++++ Supplied material

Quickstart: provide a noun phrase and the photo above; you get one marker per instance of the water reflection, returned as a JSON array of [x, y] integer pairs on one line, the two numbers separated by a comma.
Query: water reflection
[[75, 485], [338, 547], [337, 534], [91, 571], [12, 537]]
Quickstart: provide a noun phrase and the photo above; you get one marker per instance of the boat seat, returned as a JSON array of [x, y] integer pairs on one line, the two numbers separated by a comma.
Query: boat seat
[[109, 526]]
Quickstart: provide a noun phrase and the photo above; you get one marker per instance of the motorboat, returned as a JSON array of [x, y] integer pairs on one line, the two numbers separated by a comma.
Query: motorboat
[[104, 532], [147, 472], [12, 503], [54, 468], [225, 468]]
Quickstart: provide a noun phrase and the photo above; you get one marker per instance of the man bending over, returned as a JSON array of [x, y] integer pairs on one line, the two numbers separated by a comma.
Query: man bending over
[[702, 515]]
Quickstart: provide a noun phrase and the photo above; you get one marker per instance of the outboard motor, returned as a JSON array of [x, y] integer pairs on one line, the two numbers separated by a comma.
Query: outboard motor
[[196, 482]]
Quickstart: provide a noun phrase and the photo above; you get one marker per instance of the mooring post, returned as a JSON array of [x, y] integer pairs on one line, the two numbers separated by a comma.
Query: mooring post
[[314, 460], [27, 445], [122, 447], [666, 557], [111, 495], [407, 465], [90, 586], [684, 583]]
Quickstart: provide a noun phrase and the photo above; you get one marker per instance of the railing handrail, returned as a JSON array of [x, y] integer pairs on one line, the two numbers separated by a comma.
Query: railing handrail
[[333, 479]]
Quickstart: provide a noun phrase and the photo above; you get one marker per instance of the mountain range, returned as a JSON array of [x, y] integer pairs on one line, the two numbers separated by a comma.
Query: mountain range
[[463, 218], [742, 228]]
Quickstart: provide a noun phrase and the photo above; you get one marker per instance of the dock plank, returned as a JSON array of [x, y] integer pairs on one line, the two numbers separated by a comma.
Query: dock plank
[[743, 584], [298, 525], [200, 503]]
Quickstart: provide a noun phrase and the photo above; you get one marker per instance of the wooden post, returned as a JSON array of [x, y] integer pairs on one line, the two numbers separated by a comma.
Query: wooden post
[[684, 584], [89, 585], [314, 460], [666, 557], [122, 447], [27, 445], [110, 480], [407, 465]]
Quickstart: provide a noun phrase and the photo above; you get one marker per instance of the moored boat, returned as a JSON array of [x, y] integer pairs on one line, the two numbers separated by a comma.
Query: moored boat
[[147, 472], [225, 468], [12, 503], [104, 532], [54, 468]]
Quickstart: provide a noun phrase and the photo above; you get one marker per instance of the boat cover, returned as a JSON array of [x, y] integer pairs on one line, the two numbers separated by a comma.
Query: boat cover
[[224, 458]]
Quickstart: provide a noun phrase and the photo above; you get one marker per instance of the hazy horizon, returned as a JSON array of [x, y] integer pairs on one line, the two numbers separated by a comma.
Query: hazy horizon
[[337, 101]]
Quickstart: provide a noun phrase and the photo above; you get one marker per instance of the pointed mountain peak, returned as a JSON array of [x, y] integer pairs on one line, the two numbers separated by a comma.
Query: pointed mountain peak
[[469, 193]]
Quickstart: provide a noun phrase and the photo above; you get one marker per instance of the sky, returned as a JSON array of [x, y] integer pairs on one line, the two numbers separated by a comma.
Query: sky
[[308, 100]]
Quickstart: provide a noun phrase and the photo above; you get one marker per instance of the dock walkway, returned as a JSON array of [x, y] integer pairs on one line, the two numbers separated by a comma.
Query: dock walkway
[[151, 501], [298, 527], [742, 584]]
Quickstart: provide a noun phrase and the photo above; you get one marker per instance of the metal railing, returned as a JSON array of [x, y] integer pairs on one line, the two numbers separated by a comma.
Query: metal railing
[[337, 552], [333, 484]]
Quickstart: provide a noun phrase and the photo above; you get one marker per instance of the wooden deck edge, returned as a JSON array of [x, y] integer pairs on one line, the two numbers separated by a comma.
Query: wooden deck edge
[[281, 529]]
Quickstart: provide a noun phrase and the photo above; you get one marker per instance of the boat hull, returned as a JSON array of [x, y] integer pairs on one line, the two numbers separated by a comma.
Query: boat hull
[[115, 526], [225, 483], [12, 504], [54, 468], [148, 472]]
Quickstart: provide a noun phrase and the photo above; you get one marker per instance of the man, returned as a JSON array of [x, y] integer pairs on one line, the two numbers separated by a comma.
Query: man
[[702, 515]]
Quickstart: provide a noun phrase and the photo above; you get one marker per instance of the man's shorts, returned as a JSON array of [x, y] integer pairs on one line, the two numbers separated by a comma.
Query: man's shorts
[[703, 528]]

++++++++

Render the stretch of the listing from its start through the line containing "Query: water reflection" as a Markdown table with the columns Number and Line. Give each line a row number and leave out blank lines.

| Number | Line |
|---|---|
| 1 | Quickstart: provide a noun phrase and the photo above; you get one marker per instance of the water reflection, returned as a JSON array of [x, y] integer pairs on one line, the two numbers separated by a comma. |
| 2 | Query: water reflection |